> Source document:
________________________

According to University of California-Berkeley and Lawrence Berkeley National Laboratory, using an air freshener in a child’s room along with an air purifier that creates ozone can result in formaldehyde levels 25 percent higher than the state recommends. Also of concern are terpenes, compounds derived from plant oils that are widely used to give cleaning products and air fresheners their fruity scent.

As irritating as they are on instant contact with your eyes, nose and lungs, these chemical toxins act even worse when they are carried with bloodstream around the body. Most of them have a cumulative effect. Doctors believe that VOCs remain in the body and accumulate in placenta after each exposure to air freshener and this builds up their potency.

This potent cocktail of toxins is especially harmful to newborns. A new study by Brunel University (UK) has connected the use of air fresheners in the home with an increased risk of earache and stomach ache in babies. The study also found that new mothers suffered from more headaches and depression if they heavily relied on commonly available air fresheners to keep air pleasantly scented.

 Another study by Bristol University found that babies frequently exposed to aerosols were one fifth more likely to suffer from stomach disorders, diarrhea and cramps. And a study in Australia concluded that fumes from VOCs found in air freshener could trigger asthma attacks as well as allergic reactions such as watery eyes and skin irritation, lightheadedness and nausea.

  So what should we do to keep our homes smelling like vanilla cookies if we aren’t in mood to bake? Try cleaner versions of air fresheners. Look for non-aerosol canisters and words such as “Biodegradable”, “Plant-based”, “Formulated without synthetic fragrance”, “Hypoallergenic”, “Contains no formaldehyde/phthalates”. Green non-toxic air fresheners are made by Seventh Generation, Miessence and BioLogic (Australia).

You can also buy an all-natural body deodorant (Weleda, for example) in citrus or wild rose scent and generously spray it whenever you feel like (but avoid sage – this herb is known to diminish breast milk supply!) Most natural non-aerosol deodorants are quite concentrated, and a little squirt will last a long time.

You may also try some grandma’s recipes. Put some cloves in a pan of water and simmer it on the stove. Another way to fill your home with a natural fragrance is to simmer four lemons cut into quarters or to bake them in an oven for about 45 minutes. The citric acid can also destroy airborne toxic particles.

________________________

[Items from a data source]
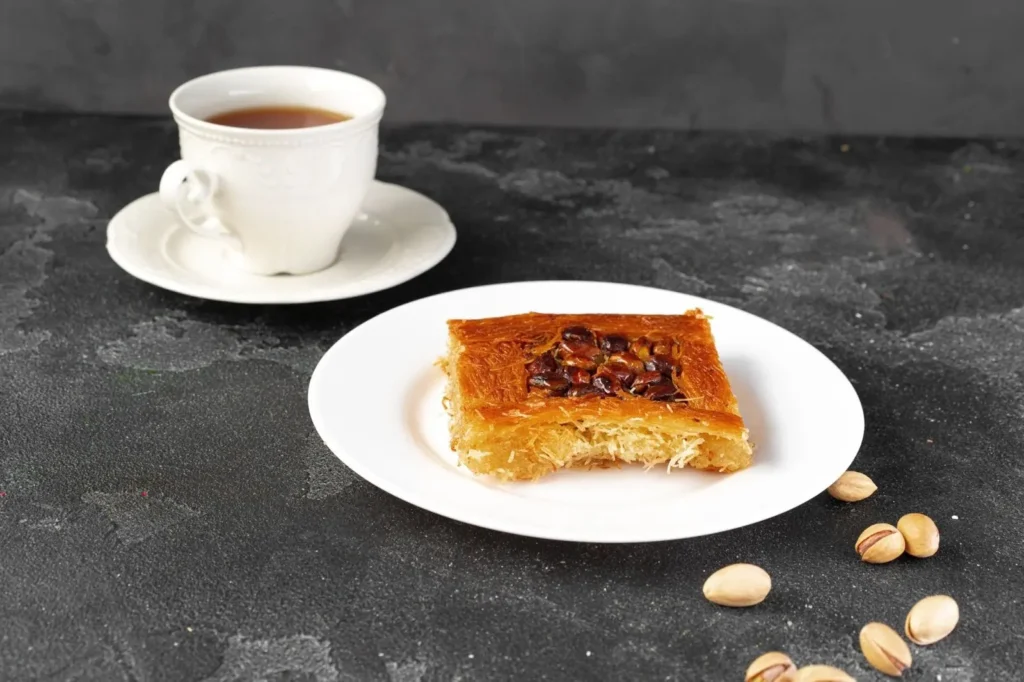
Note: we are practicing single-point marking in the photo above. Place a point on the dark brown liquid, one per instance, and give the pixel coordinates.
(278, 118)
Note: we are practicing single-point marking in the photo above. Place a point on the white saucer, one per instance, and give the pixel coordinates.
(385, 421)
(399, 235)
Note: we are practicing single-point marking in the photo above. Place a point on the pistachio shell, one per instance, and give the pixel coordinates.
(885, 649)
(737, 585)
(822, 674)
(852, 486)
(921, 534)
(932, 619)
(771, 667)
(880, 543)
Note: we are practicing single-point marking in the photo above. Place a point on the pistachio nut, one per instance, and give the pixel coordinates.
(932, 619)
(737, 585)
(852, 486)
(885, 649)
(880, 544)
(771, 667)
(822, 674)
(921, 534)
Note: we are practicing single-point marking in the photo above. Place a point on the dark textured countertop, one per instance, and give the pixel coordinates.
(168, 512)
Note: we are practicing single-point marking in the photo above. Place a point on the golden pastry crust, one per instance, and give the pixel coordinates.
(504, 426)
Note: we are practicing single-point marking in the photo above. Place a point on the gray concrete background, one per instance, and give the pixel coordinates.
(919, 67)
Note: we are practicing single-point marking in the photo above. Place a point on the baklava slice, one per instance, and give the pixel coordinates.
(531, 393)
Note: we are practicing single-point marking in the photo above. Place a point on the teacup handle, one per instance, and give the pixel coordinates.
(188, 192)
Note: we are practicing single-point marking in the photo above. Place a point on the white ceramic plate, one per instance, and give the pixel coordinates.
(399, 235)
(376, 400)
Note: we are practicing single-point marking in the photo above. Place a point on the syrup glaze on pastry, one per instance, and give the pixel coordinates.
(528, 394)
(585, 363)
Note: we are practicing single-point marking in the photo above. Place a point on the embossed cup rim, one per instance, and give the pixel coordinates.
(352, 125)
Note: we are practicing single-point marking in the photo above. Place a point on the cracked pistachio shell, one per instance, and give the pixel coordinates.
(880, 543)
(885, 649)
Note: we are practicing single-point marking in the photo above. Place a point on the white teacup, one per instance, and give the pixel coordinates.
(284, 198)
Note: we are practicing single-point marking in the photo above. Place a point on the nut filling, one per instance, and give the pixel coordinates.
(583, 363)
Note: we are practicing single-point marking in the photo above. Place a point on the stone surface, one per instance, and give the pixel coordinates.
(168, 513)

________________________

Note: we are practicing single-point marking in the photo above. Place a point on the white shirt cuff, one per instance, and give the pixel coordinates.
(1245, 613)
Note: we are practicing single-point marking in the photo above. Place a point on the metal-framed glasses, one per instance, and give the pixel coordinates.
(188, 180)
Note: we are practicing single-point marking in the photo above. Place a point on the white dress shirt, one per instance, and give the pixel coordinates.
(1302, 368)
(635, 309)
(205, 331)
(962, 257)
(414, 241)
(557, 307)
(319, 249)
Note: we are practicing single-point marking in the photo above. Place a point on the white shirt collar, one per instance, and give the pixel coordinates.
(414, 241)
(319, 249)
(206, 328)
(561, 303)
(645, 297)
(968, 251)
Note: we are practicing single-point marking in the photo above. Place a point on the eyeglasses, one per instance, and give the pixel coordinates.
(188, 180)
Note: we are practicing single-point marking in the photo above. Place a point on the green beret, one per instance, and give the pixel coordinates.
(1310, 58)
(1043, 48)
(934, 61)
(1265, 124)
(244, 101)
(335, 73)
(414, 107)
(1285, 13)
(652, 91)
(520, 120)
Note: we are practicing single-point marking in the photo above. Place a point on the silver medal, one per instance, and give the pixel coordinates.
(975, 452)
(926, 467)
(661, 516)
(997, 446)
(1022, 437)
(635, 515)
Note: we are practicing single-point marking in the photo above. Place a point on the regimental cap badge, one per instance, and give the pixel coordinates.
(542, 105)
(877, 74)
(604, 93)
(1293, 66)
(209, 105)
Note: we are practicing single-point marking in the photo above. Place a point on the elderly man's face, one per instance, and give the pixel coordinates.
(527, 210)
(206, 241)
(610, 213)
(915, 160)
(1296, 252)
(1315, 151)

________________________

Continue the text on air fresheners from the point where it stops. The rows are not needed for anything here.

For bathroom odors, a simple lit match often does the trick. 

Soy candles are fun and easy to make from loose soy wax chips and pre-made wicks using pregnancy-friendly essential oils such as lavender, vanilla and lemon. If you are not in DIY mood, try a lush candle by The Organic Pharmacy, Dyptique, or an ultra-luxurious candle with essential oils by Costes. For baby’s room, try a candle by California Baby with scents of lavender, lemon or orange – these scents quickly eliminate a soiled nappy odor.

Potpourri

is also a good replacement of toxic air fresheners. Browse your local charity stores, such as Goodwill, take a walk at antique market and pick the lovely “shabby chic” shallow and wide china or crystal vase. Fill it with dried rose petals, pine cones or lavender florets. Pour 5-6 drops of an essential oil blend of your choice and place the vase in your bathroom or kitchen.

Try filling your home with plants, as they can effectively detox the air by absorbing toxic vapors and releasing oxygen back into the atmosphere, which also improves air quality. Spider plant (Chlorophytum comosum) and rubber tree (Ficus elastic) are especially good. Research by NASA found that a single spider plant could reduce dangerous levels of toxics in a room by 96 per cent in 24 hours. 

Eliminating synthetic air fresheners from your household will go a long way toward reducing your unborn baby exposure to harmful chemicals. You’ll greatly reduce the risk of accidentally poisoning children and pets, too.